- _Problems_
• a. From the applications review, reproduce verbatim the part that opens with the words containing "Applications: Hit and" and closes with "nice to have.".
• b. In the applications review, what were Contacts and Calendar previously called?

- _Provided text_
** BEGIN **

Applications: Hit and Miss
Notes, Reminders, Contacts, Calendar and Mail
The new Notes and Reminders programs seem to have been lifted right out of iOS. They look exactly like their iPad counterparts, but have slightly expanded functionality such as improved text formatting and roomier layouts. It should go without saying that iCloud can sync your notes and reminders between all your Macs and iOS portables, and alerts show up on the desktop and in Notification Center. All of this makes perfect sense, and while we don’t see these programs as essential for everyone, they’re nice to have.
Notes and Reminders look much like their iPad incarnations.
Contacts and Calendar ditch their former names (Address Book and iCal respectively) to better match their iOS counterparts. The slightly gaudy imitation of a real-world address book and desktop calendar remain, complete with faux leather textures and imaginary ripped pages. We deeply disliked this sort of design when we saw it in Lion, and we still do. Thankfully, it’s been toned down a bit, so you can see categories in a column on the left in both apps again.
Mail has always been more powerful than iOS’s mail app and thankfully hasn’t been dumbed down to match it. The only improvement worth mentioning is that you can now designate contacts as VIPs, so mail from them shows up in a new priority inbox no matter which account it comes to. This is a good way to stay on top of instructions from a manager or important client which might otherwise get lost in a flood of messages.
Contacts and Calendar have new names but the same faux-leather appearance
Apple has been stuck with multiple chat programs with overlapping features for a while, but this latest effort to solve that problem seems to have made everything worse. iChat, the hybrid multi-protocol instant messaging client, has been replaced by Messages, which does everything its predecessor did and adds iMessage, which iPhone users will be familiar with. There’s no contact list; you have to start typing a contact’s name and you’ll see entries from the Contacts program that match, and there will be multiple entries if a person can be reached via multiple protocols. For this reason, you often end up with multiple chat threads with the same person, and can’t always be sure they’re receiving your messages unless you annoy them by messaging on each service. You can start video chats with Yahoo and AIM contacts, but FaceTime lives on as a separate program which is called up when you try to video chat with an Apple ID user (who might or might not also be an iMessage user).

** END **

- _Supplied data_
** BEGIN **

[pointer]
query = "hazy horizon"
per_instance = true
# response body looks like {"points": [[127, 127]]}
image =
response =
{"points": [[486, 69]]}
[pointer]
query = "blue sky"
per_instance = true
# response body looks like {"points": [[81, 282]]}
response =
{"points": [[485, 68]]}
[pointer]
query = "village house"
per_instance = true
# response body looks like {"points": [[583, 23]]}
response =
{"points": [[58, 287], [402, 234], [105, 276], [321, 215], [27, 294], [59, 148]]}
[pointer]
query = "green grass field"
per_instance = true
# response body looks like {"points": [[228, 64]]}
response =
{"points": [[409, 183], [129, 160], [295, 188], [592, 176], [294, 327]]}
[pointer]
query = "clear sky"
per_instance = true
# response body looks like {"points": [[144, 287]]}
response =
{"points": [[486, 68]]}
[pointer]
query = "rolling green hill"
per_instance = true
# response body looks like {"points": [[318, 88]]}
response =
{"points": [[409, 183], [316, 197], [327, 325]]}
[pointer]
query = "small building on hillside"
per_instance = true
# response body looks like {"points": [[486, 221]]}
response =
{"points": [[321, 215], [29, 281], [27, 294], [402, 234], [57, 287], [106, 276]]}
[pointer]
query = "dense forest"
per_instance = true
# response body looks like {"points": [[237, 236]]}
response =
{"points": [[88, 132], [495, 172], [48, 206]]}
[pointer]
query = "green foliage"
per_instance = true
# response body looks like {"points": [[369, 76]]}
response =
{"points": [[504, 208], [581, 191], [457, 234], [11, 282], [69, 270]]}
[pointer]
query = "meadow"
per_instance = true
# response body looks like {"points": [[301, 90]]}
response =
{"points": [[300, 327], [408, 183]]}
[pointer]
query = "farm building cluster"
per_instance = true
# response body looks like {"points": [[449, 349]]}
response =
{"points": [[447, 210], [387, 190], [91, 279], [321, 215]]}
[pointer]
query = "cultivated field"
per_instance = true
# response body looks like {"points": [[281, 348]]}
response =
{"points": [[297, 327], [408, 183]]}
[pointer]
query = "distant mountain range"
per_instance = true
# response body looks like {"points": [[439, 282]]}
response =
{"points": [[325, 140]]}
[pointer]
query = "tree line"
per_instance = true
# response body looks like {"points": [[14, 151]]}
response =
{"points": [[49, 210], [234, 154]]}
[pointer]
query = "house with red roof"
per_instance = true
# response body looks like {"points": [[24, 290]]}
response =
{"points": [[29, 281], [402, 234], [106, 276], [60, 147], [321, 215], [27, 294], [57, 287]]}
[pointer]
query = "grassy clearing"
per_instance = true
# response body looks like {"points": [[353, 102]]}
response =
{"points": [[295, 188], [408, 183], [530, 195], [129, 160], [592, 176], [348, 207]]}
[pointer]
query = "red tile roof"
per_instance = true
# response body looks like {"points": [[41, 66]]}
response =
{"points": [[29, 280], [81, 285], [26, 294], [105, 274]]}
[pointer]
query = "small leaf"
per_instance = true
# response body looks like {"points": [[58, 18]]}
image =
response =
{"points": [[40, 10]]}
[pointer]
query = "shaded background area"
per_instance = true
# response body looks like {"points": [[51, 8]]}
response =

** END **

- _Solved tasks_
• a.
Applications: Hit and Miss
Notes, Reminders, Contacts, Calendar and Mail
The new Notes and Reminders programs seem to have been lifted right out of iOS. They look exactly like their iPad counterparts, but have slightly expanded functionality such as improved text formatting and roomier layouts. It should go without saying that iCloud can sync your notes and reminders between all your Macs and iOS portables, and alerts show up on the desktop and in Notification Center. All of this makes perfect sense, and while we don’t see these programs as essential for everyone, they’re nice to have.

• b. Address Book and iCal, respectively.